The data =>
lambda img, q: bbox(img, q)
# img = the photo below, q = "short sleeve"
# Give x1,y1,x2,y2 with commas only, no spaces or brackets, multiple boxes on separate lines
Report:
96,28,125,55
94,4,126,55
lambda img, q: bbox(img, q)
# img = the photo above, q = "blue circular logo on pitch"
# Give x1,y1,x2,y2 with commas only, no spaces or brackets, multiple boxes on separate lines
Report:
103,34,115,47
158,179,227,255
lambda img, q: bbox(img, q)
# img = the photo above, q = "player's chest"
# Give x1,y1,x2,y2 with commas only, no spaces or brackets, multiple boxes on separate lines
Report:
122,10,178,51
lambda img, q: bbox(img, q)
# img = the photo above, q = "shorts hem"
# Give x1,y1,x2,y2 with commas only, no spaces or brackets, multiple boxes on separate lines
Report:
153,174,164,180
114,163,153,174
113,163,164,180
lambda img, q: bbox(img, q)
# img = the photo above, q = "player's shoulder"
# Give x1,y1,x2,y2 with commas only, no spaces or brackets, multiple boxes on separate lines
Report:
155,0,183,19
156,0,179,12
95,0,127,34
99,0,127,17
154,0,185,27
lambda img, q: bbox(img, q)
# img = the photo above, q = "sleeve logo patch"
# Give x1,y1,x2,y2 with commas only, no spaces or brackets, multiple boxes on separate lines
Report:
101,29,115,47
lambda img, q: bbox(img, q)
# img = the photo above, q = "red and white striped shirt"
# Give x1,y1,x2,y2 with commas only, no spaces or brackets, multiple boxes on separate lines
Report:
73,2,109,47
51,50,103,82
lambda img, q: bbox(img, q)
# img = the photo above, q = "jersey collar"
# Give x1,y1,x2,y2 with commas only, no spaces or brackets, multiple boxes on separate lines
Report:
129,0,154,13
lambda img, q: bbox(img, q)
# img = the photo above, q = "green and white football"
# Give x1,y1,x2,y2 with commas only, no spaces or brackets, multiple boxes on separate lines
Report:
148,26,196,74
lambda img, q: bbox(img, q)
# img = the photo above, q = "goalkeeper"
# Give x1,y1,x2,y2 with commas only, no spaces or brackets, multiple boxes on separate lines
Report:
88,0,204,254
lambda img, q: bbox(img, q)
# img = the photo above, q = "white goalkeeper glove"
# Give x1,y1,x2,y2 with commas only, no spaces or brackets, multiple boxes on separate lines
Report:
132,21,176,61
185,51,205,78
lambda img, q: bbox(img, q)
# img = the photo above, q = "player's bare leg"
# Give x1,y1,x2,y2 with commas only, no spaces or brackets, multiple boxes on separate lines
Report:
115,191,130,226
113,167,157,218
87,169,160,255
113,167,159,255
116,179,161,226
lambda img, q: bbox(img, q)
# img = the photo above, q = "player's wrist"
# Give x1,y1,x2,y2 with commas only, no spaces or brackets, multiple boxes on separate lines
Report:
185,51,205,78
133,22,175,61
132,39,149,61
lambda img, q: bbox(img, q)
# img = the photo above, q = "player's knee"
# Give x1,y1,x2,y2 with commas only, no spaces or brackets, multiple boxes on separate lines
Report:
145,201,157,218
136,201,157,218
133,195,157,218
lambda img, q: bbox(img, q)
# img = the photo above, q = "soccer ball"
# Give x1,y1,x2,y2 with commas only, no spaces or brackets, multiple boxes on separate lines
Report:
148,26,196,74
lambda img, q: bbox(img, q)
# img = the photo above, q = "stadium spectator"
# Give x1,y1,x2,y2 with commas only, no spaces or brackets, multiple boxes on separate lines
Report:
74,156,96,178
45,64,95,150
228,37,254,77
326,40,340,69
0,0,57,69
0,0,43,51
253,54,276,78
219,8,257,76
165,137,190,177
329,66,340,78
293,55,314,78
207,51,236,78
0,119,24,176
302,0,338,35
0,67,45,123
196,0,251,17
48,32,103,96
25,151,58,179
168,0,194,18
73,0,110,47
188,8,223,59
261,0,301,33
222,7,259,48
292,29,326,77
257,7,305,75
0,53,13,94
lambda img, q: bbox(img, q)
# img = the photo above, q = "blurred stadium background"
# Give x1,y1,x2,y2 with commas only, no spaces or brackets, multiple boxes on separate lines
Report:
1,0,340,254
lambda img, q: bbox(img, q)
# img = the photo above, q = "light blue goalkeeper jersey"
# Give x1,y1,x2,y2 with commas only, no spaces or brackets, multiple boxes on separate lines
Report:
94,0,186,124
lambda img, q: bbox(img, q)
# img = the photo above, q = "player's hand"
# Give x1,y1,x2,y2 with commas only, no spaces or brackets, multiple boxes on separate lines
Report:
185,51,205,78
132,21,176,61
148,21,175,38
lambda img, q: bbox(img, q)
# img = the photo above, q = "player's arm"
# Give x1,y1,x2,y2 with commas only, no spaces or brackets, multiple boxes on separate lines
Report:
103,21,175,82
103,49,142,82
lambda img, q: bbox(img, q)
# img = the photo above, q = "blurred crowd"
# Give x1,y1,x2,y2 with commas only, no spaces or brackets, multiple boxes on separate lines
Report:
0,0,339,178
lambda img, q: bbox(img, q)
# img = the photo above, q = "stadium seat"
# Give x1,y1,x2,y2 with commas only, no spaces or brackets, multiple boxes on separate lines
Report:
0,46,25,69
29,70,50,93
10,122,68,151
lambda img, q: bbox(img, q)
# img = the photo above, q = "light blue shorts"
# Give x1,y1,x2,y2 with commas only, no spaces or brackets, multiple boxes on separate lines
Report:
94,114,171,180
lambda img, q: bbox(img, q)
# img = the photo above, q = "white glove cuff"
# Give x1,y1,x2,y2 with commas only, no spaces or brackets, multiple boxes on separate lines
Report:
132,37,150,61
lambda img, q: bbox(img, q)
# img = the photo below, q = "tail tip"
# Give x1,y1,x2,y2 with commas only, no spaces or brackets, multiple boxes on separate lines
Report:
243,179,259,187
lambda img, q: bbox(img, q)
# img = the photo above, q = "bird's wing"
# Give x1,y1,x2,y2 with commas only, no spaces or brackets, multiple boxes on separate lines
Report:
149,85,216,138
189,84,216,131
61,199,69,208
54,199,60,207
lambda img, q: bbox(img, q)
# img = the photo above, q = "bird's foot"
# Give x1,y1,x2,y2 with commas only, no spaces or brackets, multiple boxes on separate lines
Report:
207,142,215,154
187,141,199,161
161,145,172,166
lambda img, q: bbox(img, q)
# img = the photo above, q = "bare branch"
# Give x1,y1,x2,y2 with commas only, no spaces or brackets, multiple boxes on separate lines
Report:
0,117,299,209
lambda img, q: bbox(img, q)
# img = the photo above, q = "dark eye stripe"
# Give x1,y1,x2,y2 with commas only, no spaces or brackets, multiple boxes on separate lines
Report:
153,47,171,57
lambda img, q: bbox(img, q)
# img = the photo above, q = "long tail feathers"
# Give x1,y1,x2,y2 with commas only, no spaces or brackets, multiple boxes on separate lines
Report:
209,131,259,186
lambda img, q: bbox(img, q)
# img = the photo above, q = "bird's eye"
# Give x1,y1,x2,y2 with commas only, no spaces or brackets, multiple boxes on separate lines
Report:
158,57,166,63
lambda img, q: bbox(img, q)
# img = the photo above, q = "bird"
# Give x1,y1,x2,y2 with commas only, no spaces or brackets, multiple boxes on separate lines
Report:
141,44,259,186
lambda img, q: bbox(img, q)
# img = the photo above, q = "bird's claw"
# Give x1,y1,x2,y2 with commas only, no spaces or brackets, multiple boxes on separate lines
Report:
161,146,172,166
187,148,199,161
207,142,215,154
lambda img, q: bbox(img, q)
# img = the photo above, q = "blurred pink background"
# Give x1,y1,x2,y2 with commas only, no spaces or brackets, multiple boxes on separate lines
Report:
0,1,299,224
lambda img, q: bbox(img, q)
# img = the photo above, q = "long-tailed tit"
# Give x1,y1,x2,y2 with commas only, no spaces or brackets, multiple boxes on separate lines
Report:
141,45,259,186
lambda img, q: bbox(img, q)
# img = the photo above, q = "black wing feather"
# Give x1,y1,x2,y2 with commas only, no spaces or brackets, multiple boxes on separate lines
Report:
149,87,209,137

Work task =>
Wherever the string "jersey" appears in the entries above, return the line it appears on.

Written response =>
# img = the photo above, q = "jersey collar"
# img = the photo above, q = "light blue goalkeeper jersey"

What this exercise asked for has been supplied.